**Kaynak Metin:**
════════════════

Hezeyan içinde sallanan idam ipi!..



Hezeyan içindeki Erdoğan Selahattin Demirtaş’ı katil ilan ettikten sonra bu sefer de şoven histeriye kapılan kitleye idamı talep ettirdi!


Geriye doğru çözülmenin hezeyanlarını yaşayan Erdoğan kendisini miting meydanlarından “idam ipi” sallayacak kadar kaybetti.

IŞİD’e TIR TIR gönderilen silahların, “Kobanê düştü düşecek” keyiflenmelerinin hesabını vermeyen Erdoğan ve şürekâsı, Kürt halkının Kobanê’deki insanlık savaşıyla dayanışmak ve siyasi iktidarın kirli işbirliğine tepki göstermek için sokaklara çıkmasının sorumluluğunu kendinde değil, HDP ve özelde de Selahattin Demirtaş’ta aramaktaki bilinçli ısrarını sürdürüyor.

6-7 Ekim 2014 gibi yakın bir tarihte gerçekleşen bu serhildanda katledilen o 53 kişinin ya polis kurşunuyla ya da yine polis provokasyonuyla katledildiği gerçeğini unutturacağını sanarak…

Erdoğan’ın 4 Kasım 2016 tarihinden bu yana rehin tutulan HDP Cumhurbaşkanı adayı Demirtaş’ı 6-7 Ekim olaylarının baş sorumlusu ilan etmesi ve bu aleni yalanı seçim meydanlarının esas klişesi haline getirmesi zavallılığın olduğu kadar, saldırganlık düzeyinin anlaşılması açısından önemlidir.

Her mitingde, uzatılan her mikrofonda bu açık yalanları tekrarlayan Erdoğan, bu sefer Kocaeli’deki mitingte işi bir adım daha ileri götürerek “idam” tehdidine vardırdı.

Yargılayacak mahkeme bile bulmakta zorlandıkları, davaları halen devam eden ve fezlekeleri (iddianameleri de)  miting konuşmalarından oluşan Demirtaş’ı katil ilan edip, üstüne bir de alandan idam nidaları yükseltecek bir vurguyla döne döne tekrarlayan Erdoğan, bu nidalara “Parlamento bunlarla ilgili kararı bana göndermiş olsaydı ben bunu çoktan onaylardım” yanıtı vererek tarihsel gericilik birikiminin bu en tehlikeli hali üzerinden sörf yapmaya kalkıştı.

Kürt halkı bunu karşılıksız bırakır mı? Nasıl ki “Kobanê düştü düşecek” keyiflenmelerine sessiz kalmadı ve tüm o kirli politikalarına 7 Haziran seçimlerinde güçlü bir yanıt verdiyse yalan ve histerik bir saldırganlık üzerinden yapılan bu düşmanlığı da affetmeyecektir, bundan eminiz.

════════════════

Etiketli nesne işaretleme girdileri
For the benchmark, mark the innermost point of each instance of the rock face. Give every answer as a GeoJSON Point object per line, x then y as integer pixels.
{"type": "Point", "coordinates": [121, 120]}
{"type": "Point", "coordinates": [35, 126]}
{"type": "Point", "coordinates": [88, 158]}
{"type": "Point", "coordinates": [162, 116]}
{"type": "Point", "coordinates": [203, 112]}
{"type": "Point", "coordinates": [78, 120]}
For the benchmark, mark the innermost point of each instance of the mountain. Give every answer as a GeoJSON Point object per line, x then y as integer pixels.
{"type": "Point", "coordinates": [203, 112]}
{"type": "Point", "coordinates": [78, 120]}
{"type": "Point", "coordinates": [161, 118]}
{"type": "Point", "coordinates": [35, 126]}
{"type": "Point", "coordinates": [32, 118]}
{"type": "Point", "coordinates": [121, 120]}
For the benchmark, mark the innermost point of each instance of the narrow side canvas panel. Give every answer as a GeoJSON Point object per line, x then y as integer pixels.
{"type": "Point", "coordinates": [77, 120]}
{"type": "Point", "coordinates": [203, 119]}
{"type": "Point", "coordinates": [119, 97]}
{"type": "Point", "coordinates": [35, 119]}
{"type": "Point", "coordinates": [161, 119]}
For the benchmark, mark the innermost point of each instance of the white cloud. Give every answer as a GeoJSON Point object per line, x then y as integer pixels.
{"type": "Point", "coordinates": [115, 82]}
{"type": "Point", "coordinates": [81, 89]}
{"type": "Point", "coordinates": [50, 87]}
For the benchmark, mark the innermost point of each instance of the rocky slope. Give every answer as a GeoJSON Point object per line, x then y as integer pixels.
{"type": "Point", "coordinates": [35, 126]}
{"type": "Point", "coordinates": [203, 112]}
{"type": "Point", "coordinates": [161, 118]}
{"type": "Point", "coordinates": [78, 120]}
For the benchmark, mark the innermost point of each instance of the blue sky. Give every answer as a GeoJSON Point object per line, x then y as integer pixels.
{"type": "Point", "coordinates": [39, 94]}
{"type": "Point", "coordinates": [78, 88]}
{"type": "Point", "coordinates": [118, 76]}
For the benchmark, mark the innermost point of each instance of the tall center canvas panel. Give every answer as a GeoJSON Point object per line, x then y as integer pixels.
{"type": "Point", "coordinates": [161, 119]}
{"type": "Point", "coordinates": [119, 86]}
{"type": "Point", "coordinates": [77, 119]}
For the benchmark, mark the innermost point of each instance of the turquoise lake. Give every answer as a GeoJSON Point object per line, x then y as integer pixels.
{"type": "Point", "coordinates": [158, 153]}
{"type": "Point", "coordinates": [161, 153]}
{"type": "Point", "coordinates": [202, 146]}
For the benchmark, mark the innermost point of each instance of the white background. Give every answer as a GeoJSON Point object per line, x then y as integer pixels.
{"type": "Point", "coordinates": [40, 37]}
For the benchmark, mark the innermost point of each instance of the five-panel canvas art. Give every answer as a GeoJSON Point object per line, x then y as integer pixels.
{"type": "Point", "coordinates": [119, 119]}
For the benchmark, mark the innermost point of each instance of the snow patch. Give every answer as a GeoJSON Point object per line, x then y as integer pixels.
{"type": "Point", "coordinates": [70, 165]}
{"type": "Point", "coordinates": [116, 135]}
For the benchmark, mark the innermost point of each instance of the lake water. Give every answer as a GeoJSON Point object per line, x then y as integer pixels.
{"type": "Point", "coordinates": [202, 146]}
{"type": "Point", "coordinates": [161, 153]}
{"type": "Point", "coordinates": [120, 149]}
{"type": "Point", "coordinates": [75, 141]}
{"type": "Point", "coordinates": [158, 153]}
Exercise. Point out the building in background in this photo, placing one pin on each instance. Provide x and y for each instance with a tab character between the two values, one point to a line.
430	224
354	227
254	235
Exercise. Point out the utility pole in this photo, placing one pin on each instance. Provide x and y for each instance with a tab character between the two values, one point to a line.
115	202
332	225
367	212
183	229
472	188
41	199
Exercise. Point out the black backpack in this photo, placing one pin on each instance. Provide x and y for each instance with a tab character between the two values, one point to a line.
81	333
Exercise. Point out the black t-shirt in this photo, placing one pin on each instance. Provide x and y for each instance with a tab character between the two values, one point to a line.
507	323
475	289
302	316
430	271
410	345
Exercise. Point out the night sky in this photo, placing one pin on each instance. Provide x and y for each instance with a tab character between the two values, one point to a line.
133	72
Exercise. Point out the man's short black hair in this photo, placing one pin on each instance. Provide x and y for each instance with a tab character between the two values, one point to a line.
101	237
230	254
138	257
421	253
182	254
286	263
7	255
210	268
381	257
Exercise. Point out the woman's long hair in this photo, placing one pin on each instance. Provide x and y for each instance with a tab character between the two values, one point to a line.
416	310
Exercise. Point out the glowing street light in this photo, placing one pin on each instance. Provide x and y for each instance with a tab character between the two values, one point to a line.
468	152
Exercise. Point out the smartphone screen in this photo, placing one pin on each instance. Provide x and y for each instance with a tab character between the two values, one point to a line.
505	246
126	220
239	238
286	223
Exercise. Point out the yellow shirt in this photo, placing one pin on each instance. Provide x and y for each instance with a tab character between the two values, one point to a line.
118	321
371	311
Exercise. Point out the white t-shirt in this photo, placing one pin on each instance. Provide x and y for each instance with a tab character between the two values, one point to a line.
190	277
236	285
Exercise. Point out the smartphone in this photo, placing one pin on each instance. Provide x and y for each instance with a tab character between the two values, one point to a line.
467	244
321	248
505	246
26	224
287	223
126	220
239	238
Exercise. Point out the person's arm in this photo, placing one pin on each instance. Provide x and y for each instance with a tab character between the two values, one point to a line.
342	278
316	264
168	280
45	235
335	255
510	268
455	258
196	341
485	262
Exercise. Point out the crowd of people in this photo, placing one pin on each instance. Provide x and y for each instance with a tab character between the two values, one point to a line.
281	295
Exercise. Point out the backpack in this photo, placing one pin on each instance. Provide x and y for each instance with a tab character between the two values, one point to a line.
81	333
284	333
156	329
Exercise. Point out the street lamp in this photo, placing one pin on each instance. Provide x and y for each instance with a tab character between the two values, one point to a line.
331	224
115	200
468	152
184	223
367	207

════════════════

**Yazılı Soru A:** Kaynak metinde geçen bütün tarihleri, her birini bir kez yazarak sıralayın.
**Yazılı Soru B:** Kaynak metne göre 6-7 Ekim 2014'teki serhildanda kaç kişi katledildi?
Satırlar, kaynak metinden bağımsız ayrı bir malzemedir.

**Doğru Yanıt A:** 6-7 Ekim 2014, 4 Kasım 2016, 7 Haziran

**Doğru Yanıt B:** 53 kişi.